[EXERCISE DETAILS]
Give back the lines below verbatim, omitting all pictures.

[SOURCE MATERIAL]
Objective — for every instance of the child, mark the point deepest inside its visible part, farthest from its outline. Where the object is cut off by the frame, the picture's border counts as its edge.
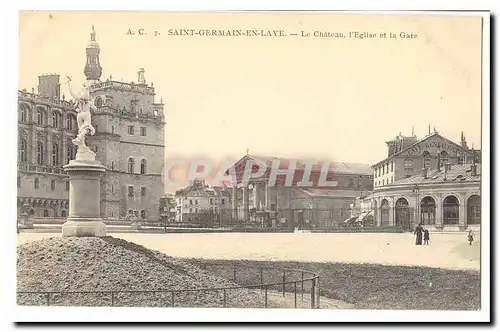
(470, 237)
(426, 237)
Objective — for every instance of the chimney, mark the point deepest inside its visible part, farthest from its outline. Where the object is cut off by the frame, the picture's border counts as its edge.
(473, 169)
(140, 76)
(49, 86)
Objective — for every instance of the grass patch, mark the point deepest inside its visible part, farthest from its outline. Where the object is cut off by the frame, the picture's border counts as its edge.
(370, 286)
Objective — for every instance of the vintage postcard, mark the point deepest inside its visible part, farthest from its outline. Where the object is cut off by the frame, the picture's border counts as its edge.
(329, 163)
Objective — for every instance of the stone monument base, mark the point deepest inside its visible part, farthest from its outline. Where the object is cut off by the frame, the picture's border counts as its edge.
(82, 228)
(84, 196)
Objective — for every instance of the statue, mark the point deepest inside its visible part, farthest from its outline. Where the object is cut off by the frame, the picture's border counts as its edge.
(84, 105)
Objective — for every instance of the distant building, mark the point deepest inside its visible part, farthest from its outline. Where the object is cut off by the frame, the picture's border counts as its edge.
(433, 181)
(200, 203)
(289, 206)
(129, 142)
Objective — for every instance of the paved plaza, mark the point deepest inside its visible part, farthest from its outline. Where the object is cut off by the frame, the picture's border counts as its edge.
(446, 250)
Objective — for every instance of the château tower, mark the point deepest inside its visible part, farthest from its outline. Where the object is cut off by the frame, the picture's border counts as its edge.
(93, 68)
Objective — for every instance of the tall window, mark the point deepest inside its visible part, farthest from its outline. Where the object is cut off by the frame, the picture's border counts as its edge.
(71, 151)
(55, 154)
(22, 150)
(39, 153)
(70, 122)
(55, 119)
(408, 165)
(444, 158)
(131, 164)
(427, 159)
(23, 116)
(40, 116)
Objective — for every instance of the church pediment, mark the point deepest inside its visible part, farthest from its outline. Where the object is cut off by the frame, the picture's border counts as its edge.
(433, 145)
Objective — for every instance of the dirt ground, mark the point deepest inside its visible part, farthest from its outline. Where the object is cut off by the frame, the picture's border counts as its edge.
(446, 250)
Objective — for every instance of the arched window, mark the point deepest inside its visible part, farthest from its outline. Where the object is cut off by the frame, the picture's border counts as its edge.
(98, 102)
(55, 154)
(450, 210)
(402, 213)
(39, 153)
(408, 165)
(444, 158)
(426, 159)
(40, 116)
(131, 164)
(55, 119)
(23, 114)
(70, 121)
(384, 213)
(71, 152)
(428, 211)
(22, 150)
(474, 210)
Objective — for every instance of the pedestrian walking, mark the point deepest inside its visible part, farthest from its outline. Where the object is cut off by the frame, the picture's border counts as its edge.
(426, 237)
(418, 231)
(470, 237)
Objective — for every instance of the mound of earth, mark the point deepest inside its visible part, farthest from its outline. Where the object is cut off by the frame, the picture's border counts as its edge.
(80, 264)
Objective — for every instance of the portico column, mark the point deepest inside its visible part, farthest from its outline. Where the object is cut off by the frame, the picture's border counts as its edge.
(439, 211)
(462, 217)
(246, 213)
(235, 202)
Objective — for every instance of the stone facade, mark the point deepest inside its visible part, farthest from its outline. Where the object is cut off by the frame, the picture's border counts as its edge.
(129, 142)
(444, 194)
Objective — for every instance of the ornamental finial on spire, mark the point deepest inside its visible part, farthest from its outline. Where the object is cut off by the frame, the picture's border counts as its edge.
(92, 34)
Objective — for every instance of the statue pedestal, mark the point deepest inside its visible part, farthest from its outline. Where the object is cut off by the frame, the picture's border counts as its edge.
(84, 197)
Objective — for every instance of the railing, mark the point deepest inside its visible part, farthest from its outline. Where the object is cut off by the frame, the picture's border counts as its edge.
(40, 169)
(301, 285)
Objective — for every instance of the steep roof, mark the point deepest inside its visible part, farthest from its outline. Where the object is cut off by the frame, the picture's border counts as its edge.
(330, 193)
(435, 134)
(457, 174)
(336, 167)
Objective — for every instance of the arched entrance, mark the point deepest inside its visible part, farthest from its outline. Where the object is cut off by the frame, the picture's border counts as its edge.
(450, 210)
(474, 210)
(384, 213)
(428, 211)
(403, 214)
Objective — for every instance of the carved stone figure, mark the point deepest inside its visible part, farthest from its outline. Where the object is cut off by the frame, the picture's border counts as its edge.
(84, 105)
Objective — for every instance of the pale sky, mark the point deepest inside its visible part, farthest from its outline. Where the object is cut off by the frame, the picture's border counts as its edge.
(336, 99)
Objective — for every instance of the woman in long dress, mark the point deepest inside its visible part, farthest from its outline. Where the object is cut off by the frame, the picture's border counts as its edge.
(418, 231)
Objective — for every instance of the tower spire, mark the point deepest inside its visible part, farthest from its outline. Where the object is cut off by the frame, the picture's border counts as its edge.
(92, 34)
(93, 68)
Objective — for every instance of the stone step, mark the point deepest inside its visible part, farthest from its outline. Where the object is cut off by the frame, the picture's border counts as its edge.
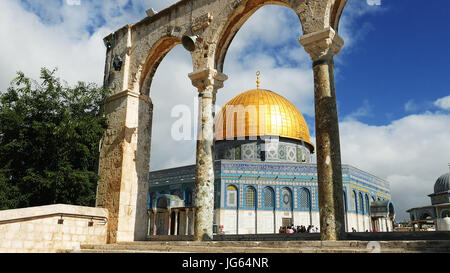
(272, 247)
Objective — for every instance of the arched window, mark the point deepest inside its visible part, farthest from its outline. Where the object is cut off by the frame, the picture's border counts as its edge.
(361, 203)
(345, 201)
(269, 198)
(305, 199)
(250, 197)
(151, 200)
(286, 199)
(367, 204)
(188, 200)
(162, 203)
(231, 196)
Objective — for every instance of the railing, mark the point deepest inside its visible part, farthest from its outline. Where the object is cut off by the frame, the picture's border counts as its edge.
(62, 215)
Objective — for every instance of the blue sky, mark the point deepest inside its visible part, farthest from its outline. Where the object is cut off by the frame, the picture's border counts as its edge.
(391, 76)
(403, 57)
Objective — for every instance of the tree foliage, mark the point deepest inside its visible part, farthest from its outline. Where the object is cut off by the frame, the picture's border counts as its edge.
(49, 142)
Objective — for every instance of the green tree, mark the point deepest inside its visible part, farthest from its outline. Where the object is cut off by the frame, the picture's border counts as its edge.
(49, 142)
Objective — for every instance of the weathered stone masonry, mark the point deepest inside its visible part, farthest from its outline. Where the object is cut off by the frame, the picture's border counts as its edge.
(133, 55)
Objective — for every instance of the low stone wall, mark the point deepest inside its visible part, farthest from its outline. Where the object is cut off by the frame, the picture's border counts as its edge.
(51, 228)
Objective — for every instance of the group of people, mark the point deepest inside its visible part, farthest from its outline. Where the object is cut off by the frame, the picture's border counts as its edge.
(299, 229)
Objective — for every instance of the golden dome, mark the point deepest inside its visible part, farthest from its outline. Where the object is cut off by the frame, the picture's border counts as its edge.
(271, 115)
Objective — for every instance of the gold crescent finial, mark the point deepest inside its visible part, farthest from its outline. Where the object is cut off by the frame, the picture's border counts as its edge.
(257, 79)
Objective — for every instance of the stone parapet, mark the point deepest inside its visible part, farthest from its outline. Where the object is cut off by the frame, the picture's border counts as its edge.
(51, 228)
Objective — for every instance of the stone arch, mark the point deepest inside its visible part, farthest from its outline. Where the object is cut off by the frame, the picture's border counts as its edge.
(125, 152)
(230, 191)
(305, 199)
(286, 198)
(269, 198)
(445, 213)
(313, 16)
(153, 60)
(250, 197)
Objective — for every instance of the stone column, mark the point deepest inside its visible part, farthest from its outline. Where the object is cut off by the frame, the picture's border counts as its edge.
(125, 148)
(175, 232)
(322, 46)
(207, 82)
(154, 221)
(170, 222)
(187, 223)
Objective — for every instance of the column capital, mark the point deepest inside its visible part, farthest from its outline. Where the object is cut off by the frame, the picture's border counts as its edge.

[RESULT FOR THIS EXERCISE]
Objective — for every instance of the child, mark the point deepest inside its visible part, farthest from its outline. Where the object is cut off by the frame, the picture's border counts as its edge.
(470, 237)
(426, 237)
Objective — for every instance of the chimney, mark the point deepest inside its visible part, farthest from its outline. Where the object is cut off by the frame, the picture's border counts as its edge.
(473, 169)
(140, 76)
(49, 86)
Objective — for every instance of the grass patch, mark the point deepest inside its visible part, farthest from its outline. Where the object is cut off by the frame, the picture's border counts as its edge.
(370, 286)
Objective — for every instance of the vintage postcard, mark the point deepest inside its visible part, farthest from its outline. Where the object is cut off by the frame, the picture's border counts as its edge.
(329, 163)
Objective — for every instance of the stone monument base, mark the point deepest inside its visible part, farthest from its outline. Where the object is cut off by the frame, the picture's border counts as its edge.
(82, 228)
(84, 196)
Objective — for every instance of the statue, mark the point deepest inside its visible part, farthest from its outline. Where the object is cut off by the frame, the picture's border counts as its edge.
(84, 105)
Objective — for every instance of the distant building, mark the point deepest inside its visible part, farthest from its outline. Where the object is cut off by the frame, the picture's border counts as its edge.
(433, 181)
(200, 203)
(289, 206)
(129, 142)
Objective — for every instance of the paved plaza, mark the point deepest inside its visible part, farthest from its outline. Where the object is cut off by the frame, the picture's border counts as its edge.
(446, 250)
Objective — for every instance of the château tower, mark the point deepest inside its visible part, farthest from its outline. Where the object is cut off by the frame, the picture's border counts as its edge.
(93, 68)
Objective — for every instance of the tall window, mark the point deepest inside its visible part, farthest from its outline. Where the object is cut off by the frame, the picture's border counts as its edge.
(71, 151)
(55, 154)
(22, 150)
(39, 153)
(70, 122)
(55, 119)
(408, 165)
(444, 158)
(131, 164)
(427, 159)
(23, 116)
(40, 116)
Objective — for every instance of the church pediment, mark the point deepest inside its visible part, farthest from its outline. Where the object is cut off by the frame, the picture's border counts as its edge.
(433, 145)
Objective — for every instance of the dirt ground, mark the point deepest inside its visible part, farthest from its outline. Where the object is cut off by the frame, the picture's border counts as its edge.
(446, 250)
Objective — for every instance of the arched window, mark the point deepest inside its visible part, farthest from its outline. Where the object is cut off by the frame, the picture's border counts as its edge.
(98, 102)
(55, 154)
(450, 210)
(402, 213)
(39, 153)
(408, 165)
(444, 158)
(426, 159)
(40, 116)
(131, 164)
(55, 119)
(23, 114)
(70, 121)
(384, 213)
(71, 152)
(428, 211)
(22, 150)
(474, 210)
Objective — for every instance of the pedestrian walking, mark the point deepest inside its visible part, farthest from its outline. Where the object is cut off by the frame, the picture's border counts as its edge.
(426, 237)
(418, 231)
(470, 237)
Objective — for every instance of the mound of earth, mark the point deepest inside its visible part, farthest from its outline. Where the object is cut off by the frame, the picture's border counts as its edge.
(80, 264)
Objective — for every instance of the portico column, mark the point deepest inside its visible part, farthest from its outline. Where the object is cut off by the frame, the picture's border counts as its edge.
(439, 211)
(462, 217)
(246, 213)
(235, 202)
Objective — for every instance of the stone facade, mark the point deepest inside its visible part, farthest from its outline. Where the object is cut off by the frame, the picture's border counts as its edge.
(129, 142)
(444, 194)
Objective — for every instance of the ornamental finial on spire, mark the point deepest inside its visible part, farthest from its outline. Where the object is cut off by the frame, the picture's border counts as its edge.
(92, 34)
Objective — for every instance of the statue pedestal, mark the point deepest inside its visible part, farthest from its outline. Where the object is cut off by the frame, the picture's border counts as its edge.
(84, 197)
Objective — for every instance of the railing, mark the point deepest inside its visible part, farthest from its outline. Where the object is cut off by the frame, the picture's border counts as its edge.
(40, 169)
(301, 285)
Objective — for every instance of the steep roof, mark the point deepest inside its visible part, farthest from its outline. Where the object is cut off by the frame, the picture's border counts as its edge.
(330, 193)
(435, 134)
(457, 174)
(336, 167)
Objective — for every instance of the arched entrance, mark the point deepest inside its visible part, farthest from its outline. Where the object is cut off by the frame, the picture's border counts as its edge.
(450, 210)
(474, 210)
(384, 213)
(428, 211)
(403, 214)
Objective — for every instance of the carved stone figure, mark the point deepest inside its visible part, farthest from its outline. Where the object is cut off by the frame, the picture's border counts as its edge.
(84, 105)
Objective — for every instance of the pale sky, mark the point deepest inside its visible part, farthest from its outline. Where the object is cut off by the frame, the picture's border counts as its edge.
(336, 99)
Objective — for every instance of the woman in long dress, mark the point deepest inside its visible part, farthest from its outline. Where the object is cut off by the frame, the picture's border counts as its edge.
(418, 231)
Objective — for every instance of the tower spire, mark the point deepest inside its visible part, farthest from its outline. Where the object is cut off by the frame, the picture's border counts as its edge.
(92, 34)
(93, 68)
Objective — for every instance of the stone step, mark the point deepest inside its visible part, farthest from its outline. Where the object is cut off by the frame, the picture's border counts as its edge.
(272, 247)
Objective — for every instance of the arched window, mark the point deepest inside its visible part, farthest from its outline. Where the object is cut off by the frame, the picture's border counts as its edge.
(361, 203)
(345, 201)
(269, 198)
(305, 199)
(250, 197)
(151, 200)
(286, 199)
(367, 204)
(188, 200)
(162, 203)
(231, 196)
Objective — for every instance of the railing, mark the point deepest inside its visible part, farthest from its outline. Where the object is cut off by the frame, the picture's border counts as its edge.
(62, 215)
Objective — for every instance of the blue sky, mark the point deepest inside its visible part, farthest from its outline. Where the object is cut off by the frame, the picture's border counts as its edge.
(391, 76)
(403, 57)
Objective — for every instance of the tree foliage, mark the point deepest inside its visible part, farthest from its outline. Where the object is cut off by the frame, the picture's border counts as its edge.
(49, 142)
Objective — for every instance of the green tree, mark the point deepest inside its visible part, farthest from its outline. Where the object is cut off by the frame, the picture's border counts as its edge.
(49, 142)
Objective — for every instance of the weathered stone masonry, mark the point deepest inside its visible part, farthest from its outline. Where the object is cut off by the frame, the picture's border counts as its edge.
(133, 55)
Objective — for every instance of the low stone wall, mark the point deepest inside its visible part, farthest from its outline. Where the object is cut off by the frame, the picture's border counts as its edge.
(51, 228)
Objective — for every instance of the group of people, mark the point deepest inside its visible part, farthest from its outline. Where the object is cut off by the frame, the picture's border counts as its edge.
(299, 229)
Objective — for every instance of the golden dome, mark the point deepest inside its visible part, farthest from its outline. Where the object is cut off by the frame, the picture's border counts as its edge.
(271, 115)
Objective — for every instance of the gold crescent finial, mark the point deepest inside its visible part, farthest from its outline. Where the object is cut off by the frame, the picture's border counts as its edge.
(257, 79)
Objective — for every instance of the stone parapet, mark the point deepest inside its visible part, farthest from its outline. Where the object is cut off by the frame, the picture's border counts as its edge.
(51, 228)
Objective — for every instance of the stone arch, mark the point deepest inside its visible part, farthest from its outline. Where the object is cut off by the frame, the picture's border counts as its edge.
(125, 152)
(230, 191)
(305, 199)
(286, 198)
(269, 198)
(445, 213)
(313, 16)
(153, 60)
(250, 197)
Objective — for every instance of the stone column, mark the point deepest inside its visible part, farthest from its outline. Where the object is cut off by the frame, the picture's border counts as its edge.
(125, 148)
(175, 232)
(322, 46)
(207, 82)
(154, 221)
(170, 222)
(187, 223)
Objective — for every instance of the column capital, mark the point deepest inside its visible part, farthest from its outline. Where the object is cut off by the frame, the picture's border counts as its edge.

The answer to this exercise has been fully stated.